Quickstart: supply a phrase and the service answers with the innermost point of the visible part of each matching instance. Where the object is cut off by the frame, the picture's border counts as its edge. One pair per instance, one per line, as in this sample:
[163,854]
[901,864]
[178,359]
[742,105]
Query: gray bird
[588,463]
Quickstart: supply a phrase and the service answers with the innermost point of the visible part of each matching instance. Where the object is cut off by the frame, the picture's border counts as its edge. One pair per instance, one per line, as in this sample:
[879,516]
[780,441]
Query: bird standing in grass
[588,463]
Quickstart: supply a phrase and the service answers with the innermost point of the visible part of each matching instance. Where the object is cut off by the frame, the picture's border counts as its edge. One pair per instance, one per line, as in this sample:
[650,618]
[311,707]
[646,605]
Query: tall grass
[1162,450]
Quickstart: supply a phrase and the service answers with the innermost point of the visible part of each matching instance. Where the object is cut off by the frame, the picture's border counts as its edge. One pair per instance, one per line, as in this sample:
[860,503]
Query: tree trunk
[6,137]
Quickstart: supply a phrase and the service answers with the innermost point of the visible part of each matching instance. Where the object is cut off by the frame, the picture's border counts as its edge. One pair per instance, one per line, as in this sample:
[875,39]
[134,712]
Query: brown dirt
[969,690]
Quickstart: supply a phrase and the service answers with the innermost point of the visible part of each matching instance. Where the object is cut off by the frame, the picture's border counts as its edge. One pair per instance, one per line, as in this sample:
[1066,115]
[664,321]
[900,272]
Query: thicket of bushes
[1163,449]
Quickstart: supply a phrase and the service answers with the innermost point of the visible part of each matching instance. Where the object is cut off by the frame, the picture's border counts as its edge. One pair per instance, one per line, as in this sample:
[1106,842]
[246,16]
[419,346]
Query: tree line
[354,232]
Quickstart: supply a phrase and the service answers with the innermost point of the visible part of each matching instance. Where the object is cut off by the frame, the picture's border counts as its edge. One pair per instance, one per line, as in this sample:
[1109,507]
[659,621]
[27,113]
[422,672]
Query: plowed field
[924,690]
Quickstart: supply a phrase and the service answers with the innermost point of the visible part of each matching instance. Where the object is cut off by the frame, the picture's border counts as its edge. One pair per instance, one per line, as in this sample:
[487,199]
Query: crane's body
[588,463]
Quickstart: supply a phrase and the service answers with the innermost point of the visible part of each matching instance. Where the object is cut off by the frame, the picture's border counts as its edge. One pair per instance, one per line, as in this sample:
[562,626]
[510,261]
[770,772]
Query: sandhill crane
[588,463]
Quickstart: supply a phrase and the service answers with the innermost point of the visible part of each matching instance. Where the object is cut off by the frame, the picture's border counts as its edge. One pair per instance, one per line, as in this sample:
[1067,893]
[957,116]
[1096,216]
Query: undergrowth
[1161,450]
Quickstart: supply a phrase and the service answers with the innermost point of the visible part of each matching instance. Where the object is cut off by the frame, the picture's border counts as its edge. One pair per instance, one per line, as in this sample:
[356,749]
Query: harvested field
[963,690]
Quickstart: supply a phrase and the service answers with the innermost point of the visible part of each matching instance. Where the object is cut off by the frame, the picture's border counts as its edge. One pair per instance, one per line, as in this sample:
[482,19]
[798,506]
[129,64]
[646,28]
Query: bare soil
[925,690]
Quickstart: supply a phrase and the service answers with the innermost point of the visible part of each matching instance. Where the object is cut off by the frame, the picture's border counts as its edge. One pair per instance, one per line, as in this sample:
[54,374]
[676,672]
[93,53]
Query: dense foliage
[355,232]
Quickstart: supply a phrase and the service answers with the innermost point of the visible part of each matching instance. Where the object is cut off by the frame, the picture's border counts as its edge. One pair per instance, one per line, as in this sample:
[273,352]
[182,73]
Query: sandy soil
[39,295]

Exercise instructions
All of the data above must be repeated exactly.

Problem solution
Quickstart: supply a phrase and the service answers with the innermost point of the visible part of each matching instance. Where the object is cut off by the frame, the picture's border counts as its edge. One pair per instance, one per line, as in this sample:
[163,854]
[901,864]
[178,359]
[742,105]
Query: gray bird
[588,463]
Quickstart: supply a phrase and the service answers with the innermost point of the visible part of each matching instance. Where the object is cut off by the frame, the picture's border counts as its edge. One pair per instance, one per line, as in this sample:
[879,516]
[780,441]
Query: bird standing in grass
[588,463]
Quickstart: supply a phrase and the service answers with the innermost point of the visible part of each matching instance. Where the object is cut off by the frame, the picture's border counts as its edge. One pair per instance, one per line, as in this sample:
[650,618]
[311,707]
[646,605]
Query: tall grass
[1162,450]
Quickstart: supply a phrase and the service answers with the innermost point of the visible part of each matching instance. Where the object is cut off by the frame, the picture's border counts as its edge. One pair per instance, one per line, as in this sample:
[860,503]
Query: tree trunk
[6,137]
Quickstart: supply a phrase and the service answers with the innermost point of the visible part of each matching instance. Where the object is cut off by the frame, the picture's border counts as its edge. One pair per instance, one per line, as in this sample:
[875,39]
[134,712]
Query: brown dirt
[969,690]
Quickstart: supply a phrase and the service answers with the innermost point of the visible part of each matching instance. Where the object is cut off by the frame, the picture's border counts as its edge. One pair per instance, one per line, as in this sample:
[1066,115]
[664,321]
[900,272]
Query: thicket of bushes
[1163,449]
Quickstart: supply a phrase and the service answers with the innermost point of the visible part of each matching instance. Where the object is cut off by the frame, the picture's border counts as its edge. One pair per instance, one per line, as in this sample:
[1106,842]
[246,16]
[419,346]
Query: tree line
[354,232]
Quickstart: supply a phrase and the service answers with the innermost point of the visible part of each matching instance. Where the object is cut off by the frame, the picture's border counts as its edge. One pair per instance, one per line, as in this sample:
[1109,507]
[659,621]
[27,113]
[422,672]
Query: plowed field
[924,690]
Quickstart: supply a phrase and the service answers with the innermost point of the visible part of each matching instance. Where the object is cut off by the frame, the picture's border counts as its edge. One pair per instance, one per line, as in this sample:
[487,199]
Query: crane's body
[588,463]
Quickstart: supply a phrase and the service answers with the innermost point of the visible part of each matching instance. Where the object is cut off by the frame, the picture's border counts as its edge. One pair per instance, one per line, as in this sample:
[562,626]
[510,261]
[770,772]
Query: sandhill crane
[588,463]
Quickstart: supply a phrase and the service answers with the innermost point of the visible part of each matching instance. Where the object is cut off by the frame, the picture's border counts as its edge. One pair per instance, one per line, as in this sample:
[1067,893]
[957,116]
[1096,216]
Query: undergrowth
[1161,450]
Quickstart: supply a phrase and the service answers with the innermost point of the visible part of each matching instance. Where the object is cut off by the frame, the picture's border counts as its edge. One pair per instance, one per line, as in this sample:
[356,749]
Query: harvested field
[963,690]
Quickstart: supply a phrase and the service answers with the innermost point of the visible part of each matching instance. Where the object is cut off by the frame, the picture's border counts as its edge. One pair per instance, one per line, as in this sample:
[482,19]
[798,506]
[129,64]
[646,28]
Query: bare soil
[925,690]
Quickstart: supply a phrase and the service answers with the innermost point of the visible part of each matching instance. Where the object is cut off by the frame, the picture's border counts as its edge. One pair per instance, one per line, as in this sample:
[54,374]
[676,672]
[93,53]
Query: dense foliage
[355,232]
Quickstart: supply a phrase and the service answers with the innermost point of the visible part of each matching instance. Where the object is cut off by the frame, the picture's border counts as its edge. One pair per instance, one per line, as in this sample:
[273,352]
[182,73]
Query: sandy soil
[39,295]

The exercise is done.